* **What needs to be done**: Can you reproduce every line of the data below, requests included, with each bounding box coordinate in the answers shifted up by 129? Leave the pictures out.

-- Task material start --

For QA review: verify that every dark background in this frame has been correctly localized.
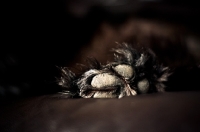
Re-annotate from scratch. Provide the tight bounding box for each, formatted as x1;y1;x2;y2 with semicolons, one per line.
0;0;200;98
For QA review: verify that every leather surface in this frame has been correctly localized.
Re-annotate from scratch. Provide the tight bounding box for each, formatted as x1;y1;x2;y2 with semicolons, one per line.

-- Task material end --

* **The output**:
For QA review: verify that every dark background in this frame has been correctly localized.
Re-annotate from scratch. Provide the tight bounding box for each, formatted as x1;y1;x2;y2 with semicolons, one per line.
129;129;329;227
For QA review: verify that every leather surface in this frame has been correctly localized.
Re-annotate from scratch. Provide the tight bounding box for each, formatted as x1;y1;x2;y2 with semicolons, one per line.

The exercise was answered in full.